### Exercise requirements
Reproduce each line from the first in the data through the line that contains "target_to_outline: **rocky cliff face**" exactly; give nothing else.

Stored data
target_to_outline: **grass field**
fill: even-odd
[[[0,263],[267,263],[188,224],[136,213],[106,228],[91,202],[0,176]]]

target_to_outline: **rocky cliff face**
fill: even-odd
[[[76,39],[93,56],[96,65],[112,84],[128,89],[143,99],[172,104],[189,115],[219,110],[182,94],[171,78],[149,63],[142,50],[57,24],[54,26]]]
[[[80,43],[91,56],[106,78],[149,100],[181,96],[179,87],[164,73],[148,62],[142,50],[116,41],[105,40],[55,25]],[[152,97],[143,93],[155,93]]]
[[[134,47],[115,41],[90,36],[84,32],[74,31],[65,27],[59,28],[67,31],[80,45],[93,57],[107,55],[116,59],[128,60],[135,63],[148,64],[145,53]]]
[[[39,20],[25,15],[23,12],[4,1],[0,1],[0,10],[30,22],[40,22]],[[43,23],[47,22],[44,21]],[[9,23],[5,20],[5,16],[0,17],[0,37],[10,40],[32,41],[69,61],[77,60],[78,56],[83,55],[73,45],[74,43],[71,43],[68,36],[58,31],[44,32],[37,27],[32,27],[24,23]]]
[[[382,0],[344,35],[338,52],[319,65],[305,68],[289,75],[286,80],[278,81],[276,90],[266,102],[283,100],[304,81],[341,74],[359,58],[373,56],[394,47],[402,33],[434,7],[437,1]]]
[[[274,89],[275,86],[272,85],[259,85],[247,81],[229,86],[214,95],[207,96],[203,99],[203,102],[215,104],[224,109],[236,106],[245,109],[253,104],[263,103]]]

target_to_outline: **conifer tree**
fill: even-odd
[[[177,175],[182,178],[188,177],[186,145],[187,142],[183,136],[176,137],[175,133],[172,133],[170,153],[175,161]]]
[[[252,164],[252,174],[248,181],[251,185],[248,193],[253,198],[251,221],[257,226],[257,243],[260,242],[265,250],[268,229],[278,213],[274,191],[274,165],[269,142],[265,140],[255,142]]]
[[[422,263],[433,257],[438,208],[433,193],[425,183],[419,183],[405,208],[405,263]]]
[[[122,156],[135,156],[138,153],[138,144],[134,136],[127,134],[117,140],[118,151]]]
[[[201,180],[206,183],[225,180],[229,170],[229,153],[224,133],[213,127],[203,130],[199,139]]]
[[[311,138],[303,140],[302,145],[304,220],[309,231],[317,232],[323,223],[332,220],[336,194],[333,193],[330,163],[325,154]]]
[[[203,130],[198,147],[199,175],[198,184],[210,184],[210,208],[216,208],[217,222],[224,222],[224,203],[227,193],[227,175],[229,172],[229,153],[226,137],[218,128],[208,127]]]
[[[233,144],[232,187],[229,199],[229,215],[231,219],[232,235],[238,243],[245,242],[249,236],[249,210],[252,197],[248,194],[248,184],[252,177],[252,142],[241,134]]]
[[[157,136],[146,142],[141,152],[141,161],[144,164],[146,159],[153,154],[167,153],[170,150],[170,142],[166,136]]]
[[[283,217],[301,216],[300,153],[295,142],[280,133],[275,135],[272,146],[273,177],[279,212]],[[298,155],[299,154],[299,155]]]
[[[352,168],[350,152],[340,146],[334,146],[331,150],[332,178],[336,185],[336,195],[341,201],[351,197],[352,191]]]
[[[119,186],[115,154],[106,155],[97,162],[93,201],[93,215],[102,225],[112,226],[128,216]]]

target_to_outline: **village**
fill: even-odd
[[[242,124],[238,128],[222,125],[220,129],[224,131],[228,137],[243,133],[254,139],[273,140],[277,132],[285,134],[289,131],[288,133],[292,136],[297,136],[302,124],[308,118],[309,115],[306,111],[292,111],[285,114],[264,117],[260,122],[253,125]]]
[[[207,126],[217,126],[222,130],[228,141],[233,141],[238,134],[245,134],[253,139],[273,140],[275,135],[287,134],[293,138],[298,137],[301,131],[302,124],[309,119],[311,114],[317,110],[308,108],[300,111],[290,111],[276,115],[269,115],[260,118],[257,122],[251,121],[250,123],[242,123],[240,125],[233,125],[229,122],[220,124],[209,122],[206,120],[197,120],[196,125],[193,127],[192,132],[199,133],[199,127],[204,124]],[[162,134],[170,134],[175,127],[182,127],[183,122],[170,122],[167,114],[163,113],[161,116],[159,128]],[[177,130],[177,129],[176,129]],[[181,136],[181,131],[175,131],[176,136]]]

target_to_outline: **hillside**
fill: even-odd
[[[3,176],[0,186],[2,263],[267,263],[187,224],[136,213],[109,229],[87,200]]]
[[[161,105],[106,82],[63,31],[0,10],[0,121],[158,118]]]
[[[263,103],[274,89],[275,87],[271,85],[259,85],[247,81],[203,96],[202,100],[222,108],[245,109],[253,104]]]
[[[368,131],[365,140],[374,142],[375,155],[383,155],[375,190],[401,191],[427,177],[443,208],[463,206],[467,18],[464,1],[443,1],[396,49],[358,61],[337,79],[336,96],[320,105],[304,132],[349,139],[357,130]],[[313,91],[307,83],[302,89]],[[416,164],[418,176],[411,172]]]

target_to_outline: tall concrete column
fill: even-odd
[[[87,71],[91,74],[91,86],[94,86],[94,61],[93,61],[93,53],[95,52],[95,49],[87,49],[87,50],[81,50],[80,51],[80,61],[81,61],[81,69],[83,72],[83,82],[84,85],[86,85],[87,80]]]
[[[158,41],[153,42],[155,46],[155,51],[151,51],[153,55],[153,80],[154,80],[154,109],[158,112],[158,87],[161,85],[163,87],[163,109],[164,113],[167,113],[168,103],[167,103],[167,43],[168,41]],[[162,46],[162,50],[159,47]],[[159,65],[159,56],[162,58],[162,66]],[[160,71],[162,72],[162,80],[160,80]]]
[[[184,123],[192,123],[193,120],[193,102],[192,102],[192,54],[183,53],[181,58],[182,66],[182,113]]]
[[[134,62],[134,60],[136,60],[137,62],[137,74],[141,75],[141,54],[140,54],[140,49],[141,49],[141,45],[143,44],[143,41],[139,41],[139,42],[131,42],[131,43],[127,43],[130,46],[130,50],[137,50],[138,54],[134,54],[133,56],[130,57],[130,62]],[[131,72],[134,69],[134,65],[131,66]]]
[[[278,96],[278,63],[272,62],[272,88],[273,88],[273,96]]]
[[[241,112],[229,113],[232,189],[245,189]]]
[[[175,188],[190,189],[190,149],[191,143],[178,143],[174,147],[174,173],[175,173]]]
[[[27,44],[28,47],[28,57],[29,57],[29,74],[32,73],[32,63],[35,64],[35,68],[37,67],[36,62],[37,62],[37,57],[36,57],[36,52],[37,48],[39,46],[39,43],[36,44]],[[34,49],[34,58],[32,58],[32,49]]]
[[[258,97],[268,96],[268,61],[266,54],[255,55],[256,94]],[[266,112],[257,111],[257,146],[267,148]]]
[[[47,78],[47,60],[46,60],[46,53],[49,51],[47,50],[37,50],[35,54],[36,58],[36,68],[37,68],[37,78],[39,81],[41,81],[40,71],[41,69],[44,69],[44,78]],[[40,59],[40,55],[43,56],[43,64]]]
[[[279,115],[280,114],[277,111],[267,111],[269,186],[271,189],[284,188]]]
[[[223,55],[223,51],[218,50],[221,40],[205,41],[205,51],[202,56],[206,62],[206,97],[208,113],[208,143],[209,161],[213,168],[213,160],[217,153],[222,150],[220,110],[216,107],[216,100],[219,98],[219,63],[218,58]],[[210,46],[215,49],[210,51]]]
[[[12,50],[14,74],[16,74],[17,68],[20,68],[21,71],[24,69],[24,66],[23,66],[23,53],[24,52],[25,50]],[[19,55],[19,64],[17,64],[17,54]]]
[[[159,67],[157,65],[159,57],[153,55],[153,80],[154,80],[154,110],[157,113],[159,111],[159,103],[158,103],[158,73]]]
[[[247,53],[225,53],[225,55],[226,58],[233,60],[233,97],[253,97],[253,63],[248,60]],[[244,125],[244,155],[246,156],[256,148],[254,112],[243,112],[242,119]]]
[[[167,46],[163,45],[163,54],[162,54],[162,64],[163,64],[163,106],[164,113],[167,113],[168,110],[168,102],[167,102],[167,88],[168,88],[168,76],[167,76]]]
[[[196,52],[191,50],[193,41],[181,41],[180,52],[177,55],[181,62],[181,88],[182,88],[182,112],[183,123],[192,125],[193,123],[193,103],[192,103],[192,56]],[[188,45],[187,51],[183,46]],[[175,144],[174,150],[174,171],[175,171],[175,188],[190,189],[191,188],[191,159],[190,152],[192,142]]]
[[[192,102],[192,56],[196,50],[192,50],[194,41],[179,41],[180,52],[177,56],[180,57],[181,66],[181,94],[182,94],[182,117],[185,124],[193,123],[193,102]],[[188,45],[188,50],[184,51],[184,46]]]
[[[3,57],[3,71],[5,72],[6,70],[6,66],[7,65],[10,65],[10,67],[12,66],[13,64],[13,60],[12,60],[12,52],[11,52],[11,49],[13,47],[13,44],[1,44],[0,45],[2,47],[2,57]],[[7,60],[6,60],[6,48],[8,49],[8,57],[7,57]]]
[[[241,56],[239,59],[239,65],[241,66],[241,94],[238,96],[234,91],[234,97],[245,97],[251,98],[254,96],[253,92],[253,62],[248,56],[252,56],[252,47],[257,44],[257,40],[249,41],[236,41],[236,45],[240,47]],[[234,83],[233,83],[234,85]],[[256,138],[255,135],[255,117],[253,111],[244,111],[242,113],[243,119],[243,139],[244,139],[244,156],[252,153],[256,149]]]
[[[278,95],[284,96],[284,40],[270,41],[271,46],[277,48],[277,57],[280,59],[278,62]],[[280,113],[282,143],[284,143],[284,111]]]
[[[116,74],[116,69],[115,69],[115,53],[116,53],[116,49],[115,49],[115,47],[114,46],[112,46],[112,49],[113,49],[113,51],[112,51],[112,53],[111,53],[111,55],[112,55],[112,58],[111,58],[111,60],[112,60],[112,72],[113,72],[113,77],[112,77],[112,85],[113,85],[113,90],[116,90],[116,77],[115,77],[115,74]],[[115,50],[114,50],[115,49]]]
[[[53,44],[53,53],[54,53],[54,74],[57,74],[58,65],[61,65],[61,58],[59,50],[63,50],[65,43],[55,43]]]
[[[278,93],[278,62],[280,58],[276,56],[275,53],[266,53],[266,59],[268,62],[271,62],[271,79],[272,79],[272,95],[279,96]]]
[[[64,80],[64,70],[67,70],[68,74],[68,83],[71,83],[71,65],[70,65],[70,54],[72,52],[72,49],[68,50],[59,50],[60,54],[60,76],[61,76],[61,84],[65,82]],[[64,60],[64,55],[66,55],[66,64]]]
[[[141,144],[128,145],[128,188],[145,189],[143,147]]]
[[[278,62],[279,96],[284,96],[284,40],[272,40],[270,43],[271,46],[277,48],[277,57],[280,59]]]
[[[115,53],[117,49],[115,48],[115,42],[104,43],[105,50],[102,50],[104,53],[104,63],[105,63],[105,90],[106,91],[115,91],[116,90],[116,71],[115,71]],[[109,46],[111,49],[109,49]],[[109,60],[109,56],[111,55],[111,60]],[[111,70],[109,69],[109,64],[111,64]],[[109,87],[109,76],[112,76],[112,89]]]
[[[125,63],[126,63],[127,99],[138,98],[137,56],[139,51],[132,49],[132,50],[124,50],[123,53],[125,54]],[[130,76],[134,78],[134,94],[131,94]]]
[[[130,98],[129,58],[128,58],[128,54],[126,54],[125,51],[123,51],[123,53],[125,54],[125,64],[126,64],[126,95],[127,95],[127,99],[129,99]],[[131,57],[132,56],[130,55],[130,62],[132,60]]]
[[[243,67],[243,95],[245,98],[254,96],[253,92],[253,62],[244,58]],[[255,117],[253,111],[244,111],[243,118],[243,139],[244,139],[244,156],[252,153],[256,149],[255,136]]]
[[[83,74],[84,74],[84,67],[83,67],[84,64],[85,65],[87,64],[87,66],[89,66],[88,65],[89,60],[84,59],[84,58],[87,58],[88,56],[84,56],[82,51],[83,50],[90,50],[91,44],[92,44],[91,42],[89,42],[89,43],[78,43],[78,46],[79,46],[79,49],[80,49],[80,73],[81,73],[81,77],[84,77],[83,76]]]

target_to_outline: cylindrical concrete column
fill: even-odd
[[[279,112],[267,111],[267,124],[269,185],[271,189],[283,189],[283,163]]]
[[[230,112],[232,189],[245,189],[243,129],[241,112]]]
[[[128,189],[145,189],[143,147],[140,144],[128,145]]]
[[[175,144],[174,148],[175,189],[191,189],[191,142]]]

### Result of this task
target_to_outline: **grass field**
fill: even-odd
[[[0,263],[267,263],[188,224],[136,213],[106,228],[91,202],[0,176]]]

target_to_outline: **rocky cliff face**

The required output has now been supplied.